RECORDS -
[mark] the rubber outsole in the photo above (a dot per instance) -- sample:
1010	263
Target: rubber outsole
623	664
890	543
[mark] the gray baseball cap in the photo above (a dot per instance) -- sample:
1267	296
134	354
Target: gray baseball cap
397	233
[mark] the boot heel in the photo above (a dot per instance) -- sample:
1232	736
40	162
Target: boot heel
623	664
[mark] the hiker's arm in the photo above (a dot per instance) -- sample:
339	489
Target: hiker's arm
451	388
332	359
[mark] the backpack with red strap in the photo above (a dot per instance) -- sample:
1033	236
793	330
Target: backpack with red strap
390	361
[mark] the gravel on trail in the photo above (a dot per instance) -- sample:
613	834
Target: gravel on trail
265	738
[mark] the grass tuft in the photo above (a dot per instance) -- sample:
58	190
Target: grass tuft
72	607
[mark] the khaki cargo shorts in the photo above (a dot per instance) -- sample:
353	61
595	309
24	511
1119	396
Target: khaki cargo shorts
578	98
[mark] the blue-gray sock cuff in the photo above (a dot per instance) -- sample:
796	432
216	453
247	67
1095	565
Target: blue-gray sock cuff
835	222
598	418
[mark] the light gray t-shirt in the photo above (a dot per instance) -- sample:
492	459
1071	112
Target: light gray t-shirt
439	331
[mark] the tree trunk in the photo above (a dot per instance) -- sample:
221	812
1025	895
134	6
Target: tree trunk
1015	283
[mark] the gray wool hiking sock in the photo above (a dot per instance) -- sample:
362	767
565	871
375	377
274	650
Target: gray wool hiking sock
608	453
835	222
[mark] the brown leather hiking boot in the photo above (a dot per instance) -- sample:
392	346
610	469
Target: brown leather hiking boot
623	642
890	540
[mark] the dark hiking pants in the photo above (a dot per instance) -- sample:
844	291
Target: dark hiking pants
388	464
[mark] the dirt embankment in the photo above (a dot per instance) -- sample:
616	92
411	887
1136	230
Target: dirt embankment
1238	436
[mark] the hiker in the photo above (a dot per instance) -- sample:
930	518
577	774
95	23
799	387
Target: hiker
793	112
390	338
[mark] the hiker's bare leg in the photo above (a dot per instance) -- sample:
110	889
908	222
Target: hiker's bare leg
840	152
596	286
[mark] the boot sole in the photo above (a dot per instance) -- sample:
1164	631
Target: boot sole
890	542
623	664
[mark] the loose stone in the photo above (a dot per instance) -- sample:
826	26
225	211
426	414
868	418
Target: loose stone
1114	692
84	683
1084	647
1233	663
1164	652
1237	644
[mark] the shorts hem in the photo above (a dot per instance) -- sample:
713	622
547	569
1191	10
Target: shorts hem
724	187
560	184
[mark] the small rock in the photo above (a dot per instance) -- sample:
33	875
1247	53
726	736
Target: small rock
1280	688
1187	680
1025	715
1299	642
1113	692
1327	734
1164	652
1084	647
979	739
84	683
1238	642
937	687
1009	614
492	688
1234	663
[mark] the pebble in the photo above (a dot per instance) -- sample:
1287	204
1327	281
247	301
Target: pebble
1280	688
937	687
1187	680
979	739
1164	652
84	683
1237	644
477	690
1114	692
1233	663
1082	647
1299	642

PROBLEM DESCRIPTION -
Please copy out every line of the listing above with no changes at all.

FINISHED TASK -
[mark] the rubber outsole in the photo above (a dot per instance) -- sample:
1010	263
Target: rubber outsole
623	664
890	543
[mark] the gray baseball cap in the photo above (a dot per instance) -- sample:
1267	296
134	354
Target: gray baseball cap
397	233
[mark] the boot heel in the photo above (a dot per instance) -- sample:
1232	736
40	162
Target: boot heel
623	664
[mark] the hiker's arm in the photo above (a dot per instance) -- sample:
339	489
Target: hiker's arm
451	388
332	359
[mark] the backpack with red strap in the photo above (a dot per instance) -- sample:
1033	236
793	330
Target: backpack with red strap
390	361
[mark] the gravel on trail in the photo above (a dot per instance) -- sample:
613	834
Target: gravel on trail
265	738
[mark] the grass tuft in the photo above (a dot per instance) -- sample:
58	190
Target: grass tuft
72	607
[mark] the khaki cargo shorts in the photo above (a dot per instance) -- sample:
353	61
595	309
24	511
1119	396
Target: khaki cargo shorts
578	98
[mark] the blue-gray sock cuff in the photo above (a dot per instance) -- sample:
796	432
216	453
247	67
1095	565
Target: blue-gray sock cuff
835	222
598	418
[mark] the light gray t-shirt in the photo above (a dot per instance) -- sample:
492	459
1071	112
Target: light gray t-shirt
439	331
[mark] the tree trunk in the photo above (a dot per instance) -- sample:
221	812
1025	895
134	6
Target: tree trunk
1015	283
[mark] the gray wool hiking sock in the photo above (a dot per instance) -- sample:
362	767
565	871
375	377
274	650
Target: gray wool hiking sock
608	453
835	222
[mark] the brown leather hiking boot in the photo above (a dot per instance) -- sample:
392	346
610	469
Target: brown leather hiking boot
623	642
890	540
[mark] the dark hiking pants in the photo above (a dot per instance) -- sample:
844	291
Target: dark hiking pants
388	464
[mark] the dirt embankment in the photo above (a dot per instance) -- sample:
616	92
411	887
1136	230
Target: dirt embankment
1238	436
[mark] the hiker in the photo above (a dot per instance) -- sample:
930	518
577	774
95	23
799	387
Target: hiker
793	112
390	338
[mark] the hiker's bare leg in the photo above (a dot per instance) -- sample:
110	889
908	222
Target: hiker's bare leg
840	152
596	286
[mark] the boot sole in the photo above (a dot per instance) -- sample:
1164	631
Target: boot sole
890	542
623	664
[mark] the loose stone in the photo above (a dot per instance) -- sample:
826	26
225	211
426	414
868	418
Target: loose stone
1114	692
84	683
1084	647
1233	663
1164	652
1237	644
[mark] the shorts hem in the photo above (a dot per instance) -- sample:
713	622
547	569
1191	10
Target: shorts hem
724	187
560	184
[mark] the small rock in the photo above (a dot per instance) -- sample:
33	875
1247	53
726	736
Target: small rock
1280	688
1187	680
1025	715
1299	642
1113	692
1327	734
1164	652
1084	647
979	739
84	683
1238	642
937	687
1009	614
492	688
1234	663
[mark] the pebble in the photo above (a dot per instance) -- sample:
1287	204
1327	281
247	301
Target: pebble
1280	688
937	687
1187	680
979	739
1164	652
84	683
1237	644
477	690
1114	692
1233	663
1082	647
1299	642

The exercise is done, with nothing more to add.